GIVEN TASK >> Please name the four trade union tests the speaker gives in the USDAW conference speech below.

═══ TEXT SEGMENT ═══

USDAW - Annual Meeting
To be checked against delivery
President,
It is a pleasure to be back at an USDAW conference and this time to bring the greetings of the ETUC to the Union. It would have been a bigger pleasure if Hannett’s Everton had not beaten United last week but you all know what good losers we United fans are....
You can see that I’m not that much of internationalist despite a couple of years working out of Brussels.
It was a big change. As I told the Northern Region of the TUC, there’s pluses and minuses. I don’t get approached to buy something Pat Bottle so much, and I’m a bit better off as a result.
And while it’s a pleasure to be here, it is with sadness when considering the plight of the Littlewoods Index workers being thrown onto the scrapheap.
I know the Union is doing everything possible to help and if the ETUC can support in an way, we will.
Very understandably, the rest of the emphasis here is on the General Election on May 5. Those of us who lived and worked for the Movement through the dark days of the 80s and 90s will know how important this election - any general election - is for the trade unionism.
With that memory of the Thatcher/Major years burning so deep, with those wounds still red raw, we can never join those who have the luxury of saying there is not much difference between the parties, or that it’s time to punish the Government for the stand on Iraq. Congress I tell you, apathy is not an option for us with a conservative Party making some headway.
Just look at the time since 1997 - and compare it with what went before. Not much difference? Of course there is. Of course we want a bigger difference and we have our disappointments. But on any trade union test - and I give you four - full employment, public services, labour law, help for the poorest - the differences from the Tory years are immense.
I have looked at the Tory programme - no Warwick agreement with new rights there. Just a desire to restore the old conservative opt-out from the European Social Chapter, European Social Policy has provided a solid raft of employment rights for British workers rights like pro-rata rights for part-time and temporary workers, a minimum four weeks paid holiday, new information and consultation rights, European Works Councils and others. The Conservatives want us out from all that.
And yet I have to face it, Europe has rarely been less popular in the UK. If the Government called referenda on either the euro or the new constitutional treaty in the near future, the polls indicate that it would lose. I am engaged on behalf of the ETUC in the referendum in France - and I sense that, even there, in the country of the main originators of the European idea, the mood is surprisingly hostile.

═══ DATA SHOWN ═══

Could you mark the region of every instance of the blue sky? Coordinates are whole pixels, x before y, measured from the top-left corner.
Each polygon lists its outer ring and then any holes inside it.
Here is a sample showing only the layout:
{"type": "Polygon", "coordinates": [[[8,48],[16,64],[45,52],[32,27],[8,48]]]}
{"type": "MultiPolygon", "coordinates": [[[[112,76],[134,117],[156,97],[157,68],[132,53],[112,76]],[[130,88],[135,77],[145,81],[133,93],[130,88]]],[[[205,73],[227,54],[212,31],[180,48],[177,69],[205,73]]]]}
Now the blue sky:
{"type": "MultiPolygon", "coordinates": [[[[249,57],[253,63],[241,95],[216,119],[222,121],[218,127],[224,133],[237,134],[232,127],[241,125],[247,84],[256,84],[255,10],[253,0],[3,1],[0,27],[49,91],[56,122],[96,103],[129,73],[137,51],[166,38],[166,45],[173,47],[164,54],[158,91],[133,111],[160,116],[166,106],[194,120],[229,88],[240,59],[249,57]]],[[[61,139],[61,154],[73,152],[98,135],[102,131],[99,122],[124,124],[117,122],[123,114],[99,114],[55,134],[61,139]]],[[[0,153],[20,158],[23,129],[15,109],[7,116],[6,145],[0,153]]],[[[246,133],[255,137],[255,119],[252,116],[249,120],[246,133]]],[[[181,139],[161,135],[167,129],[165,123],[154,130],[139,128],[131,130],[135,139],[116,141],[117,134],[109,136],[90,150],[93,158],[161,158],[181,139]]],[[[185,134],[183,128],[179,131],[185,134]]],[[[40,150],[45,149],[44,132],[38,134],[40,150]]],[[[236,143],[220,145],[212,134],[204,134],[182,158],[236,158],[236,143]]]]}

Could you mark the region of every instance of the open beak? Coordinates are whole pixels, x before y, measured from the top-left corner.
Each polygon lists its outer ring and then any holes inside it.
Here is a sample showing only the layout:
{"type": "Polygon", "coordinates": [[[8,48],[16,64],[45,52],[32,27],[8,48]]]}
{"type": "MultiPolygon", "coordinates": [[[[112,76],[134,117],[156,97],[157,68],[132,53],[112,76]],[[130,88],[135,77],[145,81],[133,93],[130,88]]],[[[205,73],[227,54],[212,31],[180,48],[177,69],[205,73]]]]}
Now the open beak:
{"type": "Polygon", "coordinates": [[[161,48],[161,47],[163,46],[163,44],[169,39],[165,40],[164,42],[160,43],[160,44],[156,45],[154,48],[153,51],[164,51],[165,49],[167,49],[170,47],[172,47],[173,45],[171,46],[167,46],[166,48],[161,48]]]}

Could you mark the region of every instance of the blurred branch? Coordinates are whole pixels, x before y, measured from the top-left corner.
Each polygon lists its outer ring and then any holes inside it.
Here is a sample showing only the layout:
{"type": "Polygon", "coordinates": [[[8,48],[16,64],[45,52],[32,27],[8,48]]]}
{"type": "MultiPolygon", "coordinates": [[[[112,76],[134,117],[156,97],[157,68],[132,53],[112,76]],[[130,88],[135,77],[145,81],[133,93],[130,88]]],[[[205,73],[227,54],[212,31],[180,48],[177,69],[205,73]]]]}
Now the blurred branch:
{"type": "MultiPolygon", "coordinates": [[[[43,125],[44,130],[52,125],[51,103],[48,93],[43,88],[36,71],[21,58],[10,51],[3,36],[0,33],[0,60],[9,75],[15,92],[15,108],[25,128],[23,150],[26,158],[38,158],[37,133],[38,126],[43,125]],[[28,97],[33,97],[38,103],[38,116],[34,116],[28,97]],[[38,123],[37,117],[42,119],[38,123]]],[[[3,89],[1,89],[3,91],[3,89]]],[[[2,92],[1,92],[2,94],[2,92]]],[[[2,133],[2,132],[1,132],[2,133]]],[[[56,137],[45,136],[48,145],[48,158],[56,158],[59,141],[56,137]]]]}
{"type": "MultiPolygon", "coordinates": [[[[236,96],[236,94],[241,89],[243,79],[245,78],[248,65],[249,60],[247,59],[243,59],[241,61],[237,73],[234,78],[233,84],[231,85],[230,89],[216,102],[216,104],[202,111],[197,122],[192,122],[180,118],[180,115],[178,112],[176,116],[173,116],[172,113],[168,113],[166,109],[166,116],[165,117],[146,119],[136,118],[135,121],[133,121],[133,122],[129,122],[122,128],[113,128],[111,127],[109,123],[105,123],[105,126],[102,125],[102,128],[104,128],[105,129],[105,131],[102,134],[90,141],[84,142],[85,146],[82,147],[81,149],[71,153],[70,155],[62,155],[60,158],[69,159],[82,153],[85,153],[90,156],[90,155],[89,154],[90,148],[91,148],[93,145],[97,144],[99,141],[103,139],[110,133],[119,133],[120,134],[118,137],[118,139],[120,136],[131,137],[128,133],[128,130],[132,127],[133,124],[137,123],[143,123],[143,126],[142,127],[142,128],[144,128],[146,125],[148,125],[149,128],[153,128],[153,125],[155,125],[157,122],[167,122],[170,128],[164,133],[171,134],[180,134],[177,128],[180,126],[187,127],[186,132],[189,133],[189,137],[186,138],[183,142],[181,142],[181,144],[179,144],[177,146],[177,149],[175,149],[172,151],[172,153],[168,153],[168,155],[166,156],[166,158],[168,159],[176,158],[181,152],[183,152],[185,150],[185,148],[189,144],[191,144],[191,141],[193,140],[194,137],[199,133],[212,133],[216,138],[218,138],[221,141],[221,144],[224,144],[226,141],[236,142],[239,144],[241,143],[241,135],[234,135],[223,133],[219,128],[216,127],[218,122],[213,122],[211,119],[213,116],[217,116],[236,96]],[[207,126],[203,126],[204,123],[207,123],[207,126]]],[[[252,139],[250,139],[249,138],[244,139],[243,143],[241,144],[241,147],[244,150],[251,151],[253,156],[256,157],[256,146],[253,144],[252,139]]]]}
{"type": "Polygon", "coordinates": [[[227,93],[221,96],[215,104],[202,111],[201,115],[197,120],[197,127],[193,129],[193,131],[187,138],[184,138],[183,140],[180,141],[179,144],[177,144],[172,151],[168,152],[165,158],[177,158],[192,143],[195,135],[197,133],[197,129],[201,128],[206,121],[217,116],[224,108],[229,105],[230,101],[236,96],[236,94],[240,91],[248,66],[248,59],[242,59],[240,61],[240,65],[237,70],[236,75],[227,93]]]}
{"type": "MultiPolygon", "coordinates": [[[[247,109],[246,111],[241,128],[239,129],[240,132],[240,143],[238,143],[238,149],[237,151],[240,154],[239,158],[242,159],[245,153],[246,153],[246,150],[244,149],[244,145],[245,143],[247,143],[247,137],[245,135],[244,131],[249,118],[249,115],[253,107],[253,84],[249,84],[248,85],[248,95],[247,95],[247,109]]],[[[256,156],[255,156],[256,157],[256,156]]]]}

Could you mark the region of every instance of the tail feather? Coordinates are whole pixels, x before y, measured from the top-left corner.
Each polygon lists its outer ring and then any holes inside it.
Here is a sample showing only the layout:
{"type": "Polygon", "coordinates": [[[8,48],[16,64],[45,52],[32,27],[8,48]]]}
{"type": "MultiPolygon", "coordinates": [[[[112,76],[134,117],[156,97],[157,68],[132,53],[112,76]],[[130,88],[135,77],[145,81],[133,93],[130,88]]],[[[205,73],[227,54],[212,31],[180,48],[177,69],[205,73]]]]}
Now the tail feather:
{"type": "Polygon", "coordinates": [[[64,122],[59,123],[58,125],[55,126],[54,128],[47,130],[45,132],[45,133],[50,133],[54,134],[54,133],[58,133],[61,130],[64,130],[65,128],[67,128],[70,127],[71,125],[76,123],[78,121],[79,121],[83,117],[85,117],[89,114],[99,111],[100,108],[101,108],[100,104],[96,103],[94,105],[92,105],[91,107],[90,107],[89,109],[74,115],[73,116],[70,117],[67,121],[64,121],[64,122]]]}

═══

ANSWER FOR THIS EXERCISE >> Full employment, public services, labour law, and help for the poorest.